## PASSAGE SHOWN
Having studied the statements emerging this morning after yet another marathon EU summit, I am still scratching my head to see what all the fuss is about.
The markets certainly believe something has agreed which strengthens the debt sustainability of Spain, Italy and Ireland with bond rates tumbling this morning. Though having said that, Ireland’s benchmark 9-year bond is presently at 6.77% down from 7.1% yesterday, but 6.8% is the same as just a few weeks ago before Spain asked for a bailout or “credit facility”. Spain’s 10-year bond is at 6.6% which is down from the 7% yesterday, but still at an elevated unsustainable level.
So has there been a Big Bang, a new dawn in Europe and the seeds of a solution to the four-year old crisis?
If there is, I can’t see it.
There is no development apparent in the announcements which will see Ireland’s bank-bailout generated debt shared or reduced. And in Ireland’s case, that’s the issue – the 40% of debt:GDP which the country is shouldering to bail out banks. What we get is a fund which will loan money directly to banks. The fund will not absorb losses. The fund will want its loans back. There is no Santa Claus.

## DATA SEGMENT
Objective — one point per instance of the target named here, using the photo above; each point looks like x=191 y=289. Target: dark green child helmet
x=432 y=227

## EXERCISE INSTRUCTIONS
1. Copy the EU summit commentary word for word, taking everything from "There is no development" down to "no Santa Claus.".
2. Write the next part of the commentary on the EU summit, picking up after its last sentence.

## WRITTEN ANSWERS
1.
There is no development apparent in the announcements which will see Ireland’s bank-bailout generated debt shared or reduced. And in Ireland’s case, that’s the issue – the 40% of debt:GDP which the country is shouldering to bail out banks. What we get is a fund which will loan money directly to banks. The fund will not absorb losses. The fund will want its loans back. There is no Santa Claus.

2.
The summit statement from European Council president Herman van Rumpuy goes as follows:
“We affirm that it is imperative to break the vicious circle between banks and sovereigns. The Commission will present Proposals on the basis of Article 127(6) for a single supervisory mechanism shortly. We ask the Council to consider these Proposals as a matter of urgency by the end of 2012. When an effective single supervisory mechanism is established, involving the ECB, for banks in the euro area the ESM could, following a regular decision, have the possibility to recapitalize banks directly. This would rely on appropriate conditionality, including compliance with state aid rules, which should be institution specific, sector-specific or economy-wide and would be formalised in a Memorandum of Understanding. The Eurogroup will examine the situation of the Irish financial sector with the view of further improving the sustainability of the well-performing adjustment programme. Similar cases will be treated equally.”
Ireland’s banks are already recapitalized, in fact we have the most capitalized banks in the EU. There is a distinct possibility of additional capital being required for Irish banks – Matthew Elderfield has flagged €4bn of additional requirements, and if the mortgage crisis results in the crystallization of losses at the banks, then that too will generate a need more capital, as will a deterioration in the economy. But there is absolutely no indication that some Santa Claus will shoulder losses in individual countries’ banks.
What does this mean for us? Nothing, as far as I can see. No-one is suggesting any new fund will foot the bill for bank losses – past, present or future losses/losses in Ireland, Spain or elsewhere. Think about it – who would pay for such losses? Germany? France? China? Santa Claus?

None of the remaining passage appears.